## REQUIREMENT
Convert all the records below into a two-column CSV with the header row instruction,coordinates. Give one row per record, with its text under instruction and its answer under coordinates, each in a single double-quoted field with line breaks replaced by spaces.

···

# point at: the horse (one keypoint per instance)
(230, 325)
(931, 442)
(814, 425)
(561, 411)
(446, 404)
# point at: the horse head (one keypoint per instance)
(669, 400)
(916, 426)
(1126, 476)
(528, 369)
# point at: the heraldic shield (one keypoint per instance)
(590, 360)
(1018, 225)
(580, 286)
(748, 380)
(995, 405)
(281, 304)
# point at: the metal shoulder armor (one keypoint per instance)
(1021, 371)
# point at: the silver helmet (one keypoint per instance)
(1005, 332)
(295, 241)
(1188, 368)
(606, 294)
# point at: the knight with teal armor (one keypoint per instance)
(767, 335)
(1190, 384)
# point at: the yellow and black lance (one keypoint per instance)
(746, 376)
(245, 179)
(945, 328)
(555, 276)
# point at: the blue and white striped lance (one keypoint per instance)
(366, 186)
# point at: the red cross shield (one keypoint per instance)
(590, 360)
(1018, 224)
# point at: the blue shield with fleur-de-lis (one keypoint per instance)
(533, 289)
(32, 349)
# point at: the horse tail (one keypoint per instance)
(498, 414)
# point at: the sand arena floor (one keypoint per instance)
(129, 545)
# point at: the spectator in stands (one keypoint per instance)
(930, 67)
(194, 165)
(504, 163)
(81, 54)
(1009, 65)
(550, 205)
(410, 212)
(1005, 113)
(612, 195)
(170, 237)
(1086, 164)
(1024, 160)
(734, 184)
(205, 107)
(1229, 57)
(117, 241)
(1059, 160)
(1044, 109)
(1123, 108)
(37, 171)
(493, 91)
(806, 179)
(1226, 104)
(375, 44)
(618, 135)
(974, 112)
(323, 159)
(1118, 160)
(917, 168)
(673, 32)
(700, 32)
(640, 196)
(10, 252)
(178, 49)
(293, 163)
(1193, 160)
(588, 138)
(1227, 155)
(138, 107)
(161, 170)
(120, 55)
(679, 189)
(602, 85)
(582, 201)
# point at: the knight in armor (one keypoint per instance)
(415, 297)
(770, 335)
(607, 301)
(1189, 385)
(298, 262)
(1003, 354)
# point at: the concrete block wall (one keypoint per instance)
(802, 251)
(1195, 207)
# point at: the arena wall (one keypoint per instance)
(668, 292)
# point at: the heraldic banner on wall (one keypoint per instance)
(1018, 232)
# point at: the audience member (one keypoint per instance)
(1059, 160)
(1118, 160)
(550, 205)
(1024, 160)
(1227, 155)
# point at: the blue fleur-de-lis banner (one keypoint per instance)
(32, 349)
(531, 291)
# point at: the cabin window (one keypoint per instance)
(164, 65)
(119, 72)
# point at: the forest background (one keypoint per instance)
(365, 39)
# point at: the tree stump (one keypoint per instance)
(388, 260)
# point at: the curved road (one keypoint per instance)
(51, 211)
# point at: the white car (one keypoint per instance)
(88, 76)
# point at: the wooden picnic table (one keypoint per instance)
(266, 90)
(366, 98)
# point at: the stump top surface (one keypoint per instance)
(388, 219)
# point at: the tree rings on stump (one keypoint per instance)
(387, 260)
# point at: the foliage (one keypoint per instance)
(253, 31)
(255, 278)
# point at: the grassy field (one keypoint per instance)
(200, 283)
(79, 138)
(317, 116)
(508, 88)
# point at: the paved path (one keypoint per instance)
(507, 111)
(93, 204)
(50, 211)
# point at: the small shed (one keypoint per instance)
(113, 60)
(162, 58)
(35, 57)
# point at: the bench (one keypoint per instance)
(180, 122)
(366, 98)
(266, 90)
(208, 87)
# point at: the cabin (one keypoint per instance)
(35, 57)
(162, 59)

···

## ANSWER TO THIS EXERCISE
instruction,coordinates
"# point at: the horse (one keypoint per instance)","(230, 325) (931, 442) (814, 425) (561, 411) (446, 404)"
"# point at: the horse head (one keypoint per instance)","(669, 400) (916, 426) (1126, 476) (528, 369)"
"# point at: the heraldic shield (one keypoint per instance)","(590, 360) (1018, 225) (580, 286) (748, 380) (995, 405) (281, 304)"
"# point at: the metal shoulder armor (one keypoint per instance)","(1021, 371)"
"# point at: the silver helmet (one keypoint per instance)","(1005, 332) (295, 241) (1188, 368) (606, 294)"
"# point at: the knight with teal armor (one keypoint per instance)","(767, 335) (1190, 384)"
"# point at: the yellow and black lance (one keypoint per instance)","(746, 376) (245, 179) (945, 328) (555, 276)"
"# point at: the blue and white striped lance (one keypoint per instance)","(366, 186)"
"# point at: the red cross shield (one keypoint per instance)","(590, 360) (1018, 224)"
"# point at: the blue shield with fleur-de-lis (one keypoint per instance)","(533, 289) (32, 349)"
"# point at: the horse tail (one keypoint per instance)","(498, 414)"
"# point at: the sand arena floor (one keypoint per instance)","(129, 545)"
"# point at: the spectator in stands (one keypoint per instance)","(930, 67) (194, 165) (504, 163) (81, 54) (1009, 65) (550, 205) (410, 212) (1005, 113) (612, 195) (170, 237) (1086, 164) (1024, 160) (734, 184) (205, 107) (1229, 57) (117, 241) (1059, 160) (1044, 109) (1123, 108) (37, 171) (493, 91) (806, 179) (1226, 104) (375, 44) (618, 135) (974, 112) (323, 159) (1118, 160) (917, 168) (673, 32) (700, 32) (640, 196) (10, 252) (178, 49) (293, 163) (1193, 160) (588, 138) (1227, 155) (138, 107) (161, 170) (120, 55) (679, 189) (602, 85) (582, 201)"
"# point at: the knight in armor (one keypoint per instance)","(415, 297) (770, 335) (607, 301) (1189, 385) (298, 262) (1003, 354)"
"# point at: the concrete block wall (one keypoint per instance)","(802, 251) (1195, 207)"
"# point at: the arena wall (one keypoint per instance)","(668, 292)"
"# point at: the heraldic banner on wall (one keypoint per instance)","(1018, 232)"
"# point at: the audience member (one keypoint per instance)","(1059, 160) (1118, 160) (550, 205) (1024, 160) (1227, 155)"
"# point at: the blue fleur-de-lis banner (one keypoint per instance)","(32, 349) (531, 291)"
"# point at: the cabin window (one keypoint per instance)","(164, 65) (119, 72)"
"# point at: the forest background (one keypoint per instance)","(365, 39)"
"# point at: the tree stump (one keypoint per instance)","(388, 260)"
"# point at: the curved road (one keypoint per instance)","(51, 211)"
"# point at: the white car (one keypoint per instance)","(88, 76)"
"# point at: the wooden picnic table (one keypoint per instance)","(266, 90) (366, 98)"
"# point at: the stump top surface (one keypoint per instance)","(388, 219)"
"# point at: the tree rings on stump (one keypoint per instance)","(387, 260)"
"# point at: the foliage (one keypoint per instance)","(253, 31) (255, 278)"
"# point at: the grassy field (one keypoint per instance)","(200, 283) (79, 138) (317, 116) (508, 88)"
"# point at: the paved path (one keypoint per instance)","(507, 111) (93, 204) (50, 211)"
"# point at: the small shed (one keypoint per instance)","(113, 60) (162, 58) (35, 57)"
"# point at: the bench (one keypoint per instance)","(180, 122) (366, 98) (266, 90) (208, 87)"
"# point at: the cabin (one keypoint per instance)","(35, 57) (162, 59)"